# MEMBERS EXPERIENCES > OVER 40 FORUM >  Oral D-Bol by itself first cycle?

## MickeyKnox

first timer looking to try d-bol oral for 60 days. friend has tried tried it with pretty good results. but my stats and diet are not like the ones i've seen here. i eat about 200 grams a day of protein. im 6'1' 195 and workout 5 times per week. i've been working out for over 5 years.

just wondering how much trouble i would get into trying this out for 60 days 8 wks.

thanks for any input..

----------


## MickeyKnox

i had a lot more written but it wouldnt allow me to post it?? 

bottom line is, i'm looking for a boost and to get my feet wet. is this totally not recommended based on my information? 

thanks.

----------


## slfmade

Study Material:
http://www.steroid.com/Dianabol.php

P.S. You need a better diet. 200g of protein is not enough for your weight on aas if you want sizable gains.

----------


## MickeyKnox

fair enough. this will be my first time trying anything so i am looking to test the waters and was concerned if this was dangerous. if i don';t make that much of a gain, im ok with that. but my feeling is that when i see some gains i will be motivated to get perhaps more serious and really look into a strict diet for further gains.

[Dataset records]
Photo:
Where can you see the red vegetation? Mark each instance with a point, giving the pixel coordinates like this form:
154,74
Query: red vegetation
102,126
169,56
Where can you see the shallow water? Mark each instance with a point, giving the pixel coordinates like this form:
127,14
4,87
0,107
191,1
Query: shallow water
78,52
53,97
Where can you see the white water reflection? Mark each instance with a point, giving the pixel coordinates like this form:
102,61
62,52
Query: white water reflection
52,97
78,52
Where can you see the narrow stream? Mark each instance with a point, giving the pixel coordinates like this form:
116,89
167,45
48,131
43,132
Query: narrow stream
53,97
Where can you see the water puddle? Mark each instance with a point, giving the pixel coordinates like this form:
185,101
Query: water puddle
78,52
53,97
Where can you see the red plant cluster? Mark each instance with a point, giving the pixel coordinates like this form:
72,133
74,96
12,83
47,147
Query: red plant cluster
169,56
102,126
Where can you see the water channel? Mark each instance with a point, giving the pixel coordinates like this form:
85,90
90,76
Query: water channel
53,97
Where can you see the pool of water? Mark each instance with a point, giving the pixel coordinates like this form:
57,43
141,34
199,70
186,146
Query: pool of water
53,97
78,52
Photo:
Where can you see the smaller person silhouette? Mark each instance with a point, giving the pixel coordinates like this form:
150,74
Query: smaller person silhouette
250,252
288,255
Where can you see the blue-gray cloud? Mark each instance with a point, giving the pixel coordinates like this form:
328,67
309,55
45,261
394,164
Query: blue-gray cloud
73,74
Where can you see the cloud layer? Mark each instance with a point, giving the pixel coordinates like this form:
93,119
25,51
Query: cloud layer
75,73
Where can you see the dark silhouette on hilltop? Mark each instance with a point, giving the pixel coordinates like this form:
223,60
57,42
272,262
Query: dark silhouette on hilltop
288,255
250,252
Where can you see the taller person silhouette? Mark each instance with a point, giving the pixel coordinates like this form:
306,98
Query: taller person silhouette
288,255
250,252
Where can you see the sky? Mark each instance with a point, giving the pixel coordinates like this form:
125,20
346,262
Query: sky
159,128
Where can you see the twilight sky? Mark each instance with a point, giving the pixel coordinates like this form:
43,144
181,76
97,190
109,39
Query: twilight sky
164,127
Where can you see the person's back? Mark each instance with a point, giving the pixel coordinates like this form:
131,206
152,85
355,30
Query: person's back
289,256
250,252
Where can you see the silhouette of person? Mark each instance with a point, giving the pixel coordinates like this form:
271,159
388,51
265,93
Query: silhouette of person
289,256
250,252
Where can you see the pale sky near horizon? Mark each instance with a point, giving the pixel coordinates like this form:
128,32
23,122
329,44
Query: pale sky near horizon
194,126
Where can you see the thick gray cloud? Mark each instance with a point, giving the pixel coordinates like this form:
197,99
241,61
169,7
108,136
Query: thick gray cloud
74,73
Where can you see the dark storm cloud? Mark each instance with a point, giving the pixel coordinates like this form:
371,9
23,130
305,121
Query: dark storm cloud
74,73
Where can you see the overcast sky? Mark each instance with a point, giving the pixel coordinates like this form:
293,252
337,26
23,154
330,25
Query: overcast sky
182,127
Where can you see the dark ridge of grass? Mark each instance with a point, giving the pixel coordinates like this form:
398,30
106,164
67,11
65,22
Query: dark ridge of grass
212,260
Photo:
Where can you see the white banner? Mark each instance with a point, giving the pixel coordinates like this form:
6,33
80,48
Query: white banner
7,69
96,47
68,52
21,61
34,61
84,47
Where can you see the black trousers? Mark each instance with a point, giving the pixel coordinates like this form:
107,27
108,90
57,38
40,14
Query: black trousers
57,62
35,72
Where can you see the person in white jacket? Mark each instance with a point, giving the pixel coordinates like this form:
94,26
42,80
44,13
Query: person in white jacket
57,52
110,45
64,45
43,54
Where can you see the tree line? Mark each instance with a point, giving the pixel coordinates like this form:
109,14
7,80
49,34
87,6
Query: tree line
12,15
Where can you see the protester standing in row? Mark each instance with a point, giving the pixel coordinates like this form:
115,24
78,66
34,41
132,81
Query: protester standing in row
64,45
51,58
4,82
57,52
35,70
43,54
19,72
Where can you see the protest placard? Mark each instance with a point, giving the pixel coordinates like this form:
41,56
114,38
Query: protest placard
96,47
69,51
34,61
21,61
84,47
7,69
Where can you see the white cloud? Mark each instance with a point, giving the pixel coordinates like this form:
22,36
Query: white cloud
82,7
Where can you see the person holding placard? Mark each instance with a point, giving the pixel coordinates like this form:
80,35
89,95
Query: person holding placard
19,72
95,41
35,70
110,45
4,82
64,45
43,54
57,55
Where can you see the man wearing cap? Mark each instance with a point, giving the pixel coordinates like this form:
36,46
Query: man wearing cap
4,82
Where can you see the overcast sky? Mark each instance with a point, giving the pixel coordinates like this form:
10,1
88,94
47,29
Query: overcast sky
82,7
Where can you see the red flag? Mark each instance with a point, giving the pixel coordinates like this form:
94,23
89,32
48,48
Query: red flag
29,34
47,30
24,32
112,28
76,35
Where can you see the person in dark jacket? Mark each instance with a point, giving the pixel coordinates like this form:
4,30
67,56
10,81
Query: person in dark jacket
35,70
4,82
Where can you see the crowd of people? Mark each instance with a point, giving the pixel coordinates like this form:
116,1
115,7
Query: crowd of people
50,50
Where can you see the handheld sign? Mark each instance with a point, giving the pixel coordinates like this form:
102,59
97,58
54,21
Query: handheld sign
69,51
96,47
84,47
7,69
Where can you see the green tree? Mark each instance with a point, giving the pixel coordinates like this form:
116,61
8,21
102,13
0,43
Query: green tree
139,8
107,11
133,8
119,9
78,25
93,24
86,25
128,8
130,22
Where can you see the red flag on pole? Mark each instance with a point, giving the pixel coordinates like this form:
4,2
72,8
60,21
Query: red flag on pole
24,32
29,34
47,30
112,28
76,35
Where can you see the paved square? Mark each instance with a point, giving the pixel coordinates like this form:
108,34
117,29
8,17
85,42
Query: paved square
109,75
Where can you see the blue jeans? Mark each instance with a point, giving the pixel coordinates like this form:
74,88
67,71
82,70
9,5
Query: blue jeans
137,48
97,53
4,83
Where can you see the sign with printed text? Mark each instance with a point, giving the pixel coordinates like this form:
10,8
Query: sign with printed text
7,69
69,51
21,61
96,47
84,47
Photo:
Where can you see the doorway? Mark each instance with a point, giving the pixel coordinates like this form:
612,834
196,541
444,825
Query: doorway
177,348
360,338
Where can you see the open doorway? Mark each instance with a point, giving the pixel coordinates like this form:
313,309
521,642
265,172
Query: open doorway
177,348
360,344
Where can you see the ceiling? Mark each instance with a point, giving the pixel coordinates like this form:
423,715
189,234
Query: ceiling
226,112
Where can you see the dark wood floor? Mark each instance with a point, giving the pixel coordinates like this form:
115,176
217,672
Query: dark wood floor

[Work instruction 1]:
In the forum thread, how much protein does MickeyKnox say he eats per day?
[Work instruction 2]:
Do these statements agree with the forum thread? Answer yes or no for each, quoting the words that decide it. (a) MickeyKnox works out five times a week. (b) slfmade considers 200g of protein enough for sizable gains. (c) MickeyKnox has been working out for less than two years.

[Expected output 1]:
About 200 grams a day.

[Expected output 2]:
(a) Yes: "workout 5 times per week"
(b) No: "200g of protein is not enough for your weight on aas if you want sizable gains"
(c) No: "i've been working out for over 5 years"